■ WHAT THE TASK REQUIRES: Your task is to copy every line of the entries that holds the word "white".

(Natural language region descriptions)
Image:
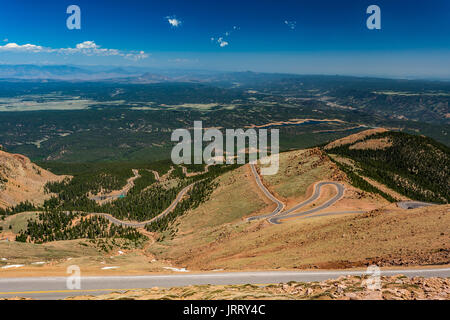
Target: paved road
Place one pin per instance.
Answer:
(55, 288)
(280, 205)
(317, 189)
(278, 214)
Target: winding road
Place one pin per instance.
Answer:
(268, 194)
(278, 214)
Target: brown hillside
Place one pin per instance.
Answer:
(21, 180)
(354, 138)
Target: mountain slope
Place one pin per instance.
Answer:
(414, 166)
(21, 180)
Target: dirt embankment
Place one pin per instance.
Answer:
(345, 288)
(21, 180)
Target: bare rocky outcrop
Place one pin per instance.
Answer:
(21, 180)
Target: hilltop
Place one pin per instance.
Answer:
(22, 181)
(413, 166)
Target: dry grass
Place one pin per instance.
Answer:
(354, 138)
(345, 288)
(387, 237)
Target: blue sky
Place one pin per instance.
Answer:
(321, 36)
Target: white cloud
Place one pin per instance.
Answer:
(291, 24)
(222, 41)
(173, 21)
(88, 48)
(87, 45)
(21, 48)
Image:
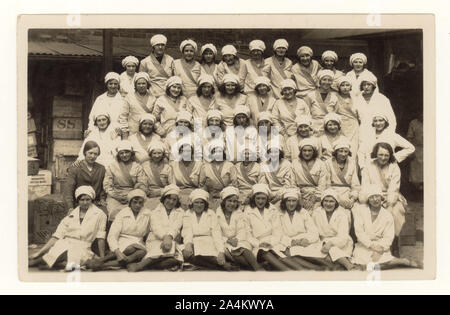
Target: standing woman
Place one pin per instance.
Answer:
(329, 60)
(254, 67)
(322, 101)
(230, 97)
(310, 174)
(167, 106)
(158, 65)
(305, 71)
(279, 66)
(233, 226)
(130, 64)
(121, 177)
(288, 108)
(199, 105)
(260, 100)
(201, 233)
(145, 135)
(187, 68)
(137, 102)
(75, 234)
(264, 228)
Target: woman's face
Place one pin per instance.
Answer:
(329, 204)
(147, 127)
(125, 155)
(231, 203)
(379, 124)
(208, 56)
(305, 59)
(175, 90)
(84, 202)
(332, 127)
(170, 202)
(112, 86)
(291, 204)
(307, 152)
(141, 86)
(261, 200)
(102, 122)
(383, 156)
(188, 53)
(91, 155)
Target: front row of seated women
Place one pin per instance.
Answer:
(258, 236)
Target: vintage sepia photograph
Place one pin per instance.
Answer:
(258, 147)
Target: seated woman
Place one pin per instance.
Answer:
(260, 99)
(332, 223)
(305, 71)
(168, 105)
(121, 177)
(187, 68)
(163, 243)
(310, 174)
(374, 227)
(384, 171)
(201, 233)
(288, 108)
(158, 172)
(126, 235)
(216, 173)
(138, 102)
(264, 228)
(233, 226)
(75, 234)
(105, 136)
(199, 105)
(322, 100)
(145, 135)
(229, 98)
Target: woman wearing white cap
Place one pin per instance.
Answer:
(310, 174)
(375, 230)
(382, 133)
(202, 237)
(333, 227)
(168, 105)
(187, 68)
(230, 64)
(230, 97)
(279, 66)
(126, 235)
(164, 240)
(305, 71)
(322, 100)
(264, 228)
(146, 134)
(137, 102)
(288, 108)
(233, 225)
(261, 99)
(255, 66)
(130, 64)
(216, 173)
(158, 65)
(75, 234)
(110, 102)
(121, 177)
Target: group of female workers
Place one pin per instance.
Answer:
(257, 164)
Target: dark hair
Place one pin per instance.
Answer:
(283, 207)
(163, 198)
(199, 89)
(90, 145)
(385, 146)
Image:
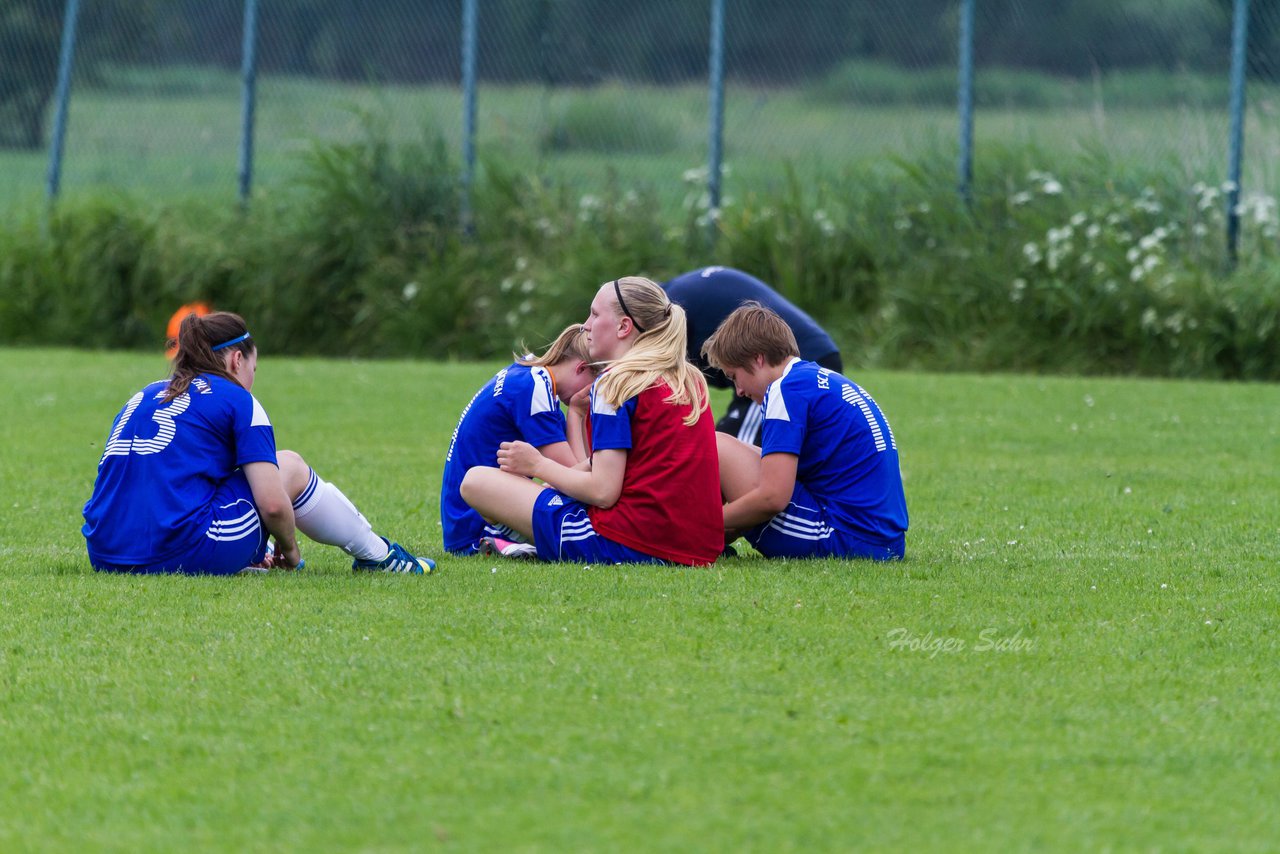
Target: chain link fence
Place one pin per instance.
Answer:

■ RESPONSE BOX:
Target: white cloud
Target: woman wearing white cap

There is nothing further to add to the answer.